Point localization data
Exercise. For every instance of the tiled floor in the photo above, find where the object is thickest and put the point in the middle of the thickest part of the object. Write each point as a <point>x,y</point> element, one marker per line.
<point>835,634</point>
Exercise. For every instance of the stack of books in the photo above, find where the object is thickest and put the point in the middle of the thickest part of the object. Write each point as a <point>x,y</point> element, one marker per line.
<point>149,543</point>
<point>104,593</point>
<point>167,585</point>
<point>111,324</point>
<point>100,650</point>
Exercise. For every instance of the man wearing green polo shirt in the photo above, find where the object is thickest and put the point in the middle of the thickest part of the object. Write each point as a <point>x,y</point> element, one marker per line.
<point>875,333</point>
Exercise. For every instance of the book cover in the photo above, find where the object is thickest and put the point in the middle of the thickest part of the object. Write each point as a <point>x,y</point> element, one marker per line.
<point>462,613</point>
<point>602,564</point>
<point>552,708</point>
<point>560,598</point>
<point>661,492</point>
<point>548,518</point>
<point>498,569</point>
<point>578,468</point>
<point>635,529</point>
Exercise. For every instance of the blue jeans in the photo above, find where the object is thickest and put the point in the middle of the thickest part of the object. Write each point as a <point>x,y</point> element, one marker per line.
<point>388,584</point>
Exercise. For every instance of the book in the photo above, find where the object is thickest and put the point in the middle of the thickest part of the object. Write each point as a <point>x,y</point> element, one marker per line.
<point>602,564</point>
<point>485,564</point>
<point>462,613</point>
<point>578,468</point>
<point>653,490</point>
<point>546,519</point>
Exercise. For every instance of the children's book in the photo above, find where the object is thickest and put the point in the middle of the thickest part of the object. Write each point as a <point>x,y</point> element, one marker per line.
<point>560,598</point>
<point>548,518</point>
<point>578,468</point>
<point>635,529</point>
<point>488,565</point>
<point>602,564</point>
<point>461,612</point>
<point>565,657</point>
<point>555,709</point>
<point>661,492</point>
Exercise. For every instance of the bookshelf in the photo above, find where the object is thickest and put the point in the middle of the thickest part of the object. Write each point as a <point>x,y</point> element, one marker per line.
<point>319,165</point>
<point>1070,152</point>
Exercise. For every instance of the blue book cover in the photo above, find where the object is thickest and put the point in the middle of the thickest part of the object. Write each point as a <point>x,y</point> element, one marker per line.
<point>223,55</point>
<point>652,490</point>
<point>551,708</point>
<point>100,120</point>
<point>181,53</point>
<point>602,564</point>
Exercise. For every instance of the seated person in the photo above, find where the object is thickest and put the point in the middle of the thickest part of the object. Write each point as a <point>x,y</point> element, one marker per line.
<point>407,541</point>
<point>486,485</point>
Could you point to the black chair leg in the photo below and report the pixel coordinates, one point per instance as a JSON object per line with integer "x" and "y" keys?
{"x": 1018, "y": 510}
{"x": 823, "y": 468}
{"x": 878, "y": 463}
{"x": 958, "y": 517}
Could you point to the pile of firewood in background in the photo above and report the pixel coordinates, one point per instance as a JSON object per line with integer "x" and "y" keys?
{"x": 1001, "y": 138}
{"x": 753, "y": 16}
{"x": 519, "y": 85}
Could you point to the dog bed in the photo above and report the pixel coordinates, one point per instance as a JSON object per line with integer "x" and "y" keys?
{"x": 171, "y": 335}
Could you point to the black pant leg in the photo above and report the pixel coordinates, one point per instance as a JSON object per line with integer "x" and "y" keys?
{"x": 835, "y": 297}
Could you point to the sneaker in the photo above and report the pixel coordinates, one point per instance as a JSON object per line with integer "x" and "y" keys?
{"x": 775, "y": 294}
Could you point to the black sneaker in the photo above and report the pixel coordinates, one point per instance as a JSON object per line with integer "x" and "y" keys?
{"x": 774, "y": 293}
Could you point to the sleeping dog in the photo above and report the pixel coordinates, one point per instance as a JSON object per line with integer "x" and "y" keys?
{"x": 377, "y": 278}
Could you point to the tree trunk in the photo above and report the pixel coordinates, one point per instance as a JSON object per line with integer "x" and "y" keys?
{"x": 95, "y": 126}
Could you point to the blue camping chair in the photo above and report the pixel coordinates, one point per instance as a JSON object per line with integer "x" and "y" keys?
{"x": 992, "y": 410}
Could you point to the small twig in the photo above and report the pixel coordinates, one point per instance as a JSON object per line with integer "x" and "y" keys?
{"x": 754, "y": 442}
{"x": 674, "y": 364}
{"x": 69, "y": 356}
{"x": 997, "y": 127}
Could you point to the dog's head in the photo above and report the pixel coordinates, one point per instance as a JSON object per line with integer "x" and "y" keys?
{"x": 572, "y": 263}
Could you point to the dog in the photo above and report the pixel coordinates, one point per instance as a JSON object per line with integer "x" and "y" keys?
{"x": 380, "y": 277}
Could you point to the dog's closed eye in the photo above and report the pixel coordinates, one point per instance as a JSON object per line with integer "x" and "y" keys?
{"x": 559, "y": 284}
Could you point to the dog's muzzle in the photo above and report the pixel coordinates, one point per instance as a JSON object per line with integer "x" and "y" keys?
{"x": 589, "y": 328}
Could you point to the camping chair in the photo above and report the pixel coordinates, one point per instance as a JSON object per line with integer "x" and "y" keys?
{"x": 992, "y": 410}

Exercise description
Exactly reproduce the lines of the data above that run from the line containing "Could you point to the small" through the final one.

Answer space
Could you point to the small twig in the photo above and report the pixel coordinates, one point per instance as a JSON object per line with integer "x" and "y" keys?
{"x": 754, "y": 442}
{"x": 674, "y": 364}
{"x": 69, "y": 356}
{"x": 997, "y": 127}
Could you point to the dog's head in the photo above and report the pixel coordinates, one point per instance as a JSON object per line with integer "x" and "y" keys?
{"x": 572, "y": 263}
Could you point to the dog in the photo above and report the pixel coordinates, one point per instance as a JSON object per line with integer "x" and "y" keys?
{"x": 380, "y": 277}
Could you point to the dog's closed eye in the photo above and report the pixel coordinates, one point per instance as a JSON object per line with integer "x" and "y" keys?
{"x": 559, "y": 284}
Could you point to the dog's muzzle in the photo above and report the pixel coordinates, one point per instance as a JSON object per line with integer "x" and "y" keys?
{"x": 589, "y": 328}
Could you point to the camping chair in the photo above and report the pixel coordinates, one point per instance as a JSON object per line with integer "x" and "y" keys?
{"x": 992, "y": 410}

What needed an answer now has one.